▶ [TEXTE DONNÉ]:
++++++++++
En l’espèce, la décision attaquée, même si elle intervient à la suite d’une procédure qui a vu la recommandation prévue à l’article 18 du règlement no 659/1999 être présentée dès le stade de la lettre adressée au titre de l’article 17 (voir points 38 à 40 ci-dessus), correspond, en réalité, à ce que ce règlement désigne, dans son article 26, paragraphe 1, par l’expression «décision [prise] en application […] de l’article 18 en liaison avec l’article 19, paragraphe 1».

48

La décision attaquée correspondant bien à l’un des actes visés par l’article 26, paragraphe 1, du règlement no 659/1999 et étant, donc, soumise à publication, c’est, conformément aux dispositions de l’article 102, paragraphe 1, du règlement de procédure du Tribunal, «à partir de la fin du quatorzième jour suivant la date de la publication de l’acte au Journal officiel de l’Union européenne», soit à partir du 14 octobre 2005 à minuit, qu’a commencé de courir le délai de recours. Ce faisant et en application des dispositions combinées de l’article 230, cinquième alinéa, CE, de l’article 101 et de l’article 102, paragraphe 2, du règlement de procédure, le délai de recours a expiré le mardi à minuit.
++++++++++
▶ [MATÉRIEL FOURNI]:
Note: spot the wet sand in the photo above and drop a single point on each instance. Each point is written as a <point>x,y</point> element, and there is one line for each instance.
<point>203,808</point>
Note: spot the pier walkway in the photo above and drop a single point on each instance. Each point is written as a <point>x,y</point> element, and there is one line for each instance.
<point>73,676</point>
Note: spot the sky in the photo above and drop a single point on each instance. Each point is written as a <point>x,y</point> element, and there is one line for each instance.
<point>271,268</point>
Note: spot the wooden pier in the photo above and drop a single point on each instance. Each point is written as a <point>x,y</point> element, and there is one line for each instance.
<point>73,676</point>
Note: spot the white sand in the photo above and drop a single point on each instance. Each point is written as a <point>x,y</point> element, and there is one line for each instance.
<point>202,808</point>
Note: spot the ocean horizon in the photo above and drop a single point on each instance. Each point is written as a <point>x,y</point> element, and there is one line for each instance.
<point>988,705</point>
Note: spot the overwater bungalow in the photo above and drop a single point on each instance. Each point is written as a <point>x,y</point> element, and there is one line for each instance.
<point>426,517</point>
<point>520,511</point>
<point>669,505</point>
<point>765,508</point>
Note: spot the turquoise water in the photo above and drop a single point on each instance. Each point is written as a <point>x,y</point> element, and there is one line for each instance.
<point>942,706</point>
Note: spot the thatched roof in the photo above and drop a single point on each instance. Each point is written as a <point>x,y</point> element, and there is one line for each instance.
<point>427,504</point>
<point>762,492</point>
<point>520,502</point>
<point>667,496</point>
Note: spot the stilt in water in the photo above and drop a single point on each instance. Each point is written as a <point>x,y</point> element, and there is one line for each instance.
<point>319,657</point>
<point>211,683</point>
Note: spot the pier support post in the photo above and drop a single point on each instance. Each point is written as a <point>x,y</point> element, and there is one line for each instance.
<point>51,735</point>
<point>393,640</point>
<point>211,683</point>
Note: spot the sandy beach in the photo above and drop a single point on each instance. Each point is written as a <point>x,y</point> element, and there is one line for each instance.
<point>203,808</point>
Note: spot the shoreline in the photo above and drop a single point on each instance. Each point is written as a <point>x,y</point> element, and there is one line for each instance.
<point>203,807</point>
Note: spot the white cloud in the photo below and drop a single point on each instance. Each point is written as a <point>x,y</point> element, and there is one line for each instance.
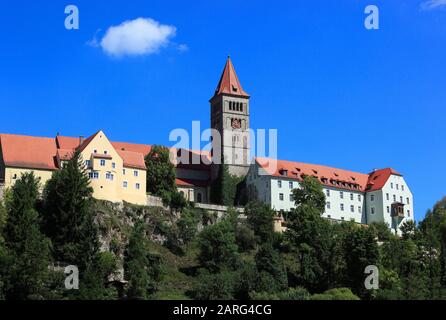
<point>433,4</point>
<point>142,36</point>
++++++++++
▶ [CONSIGNE]:
Répondez à ces questions d'après le texte donné :
1. Quel article du règlement no 659/1999 prévoit la recommandation ?
2. À partir de quelle date et de quelle heure le délai de recours a-t-il commencé à courir ?
3. Quelle disposition du règlement de procédure du Tribunal fixe ce point de départ ?

▶ [RÉSULTAT ATTENDU]:
1. L'article 18.
2. Le 14 octobre 2005 à minuit.
3. L'article 102, paragraphe 1.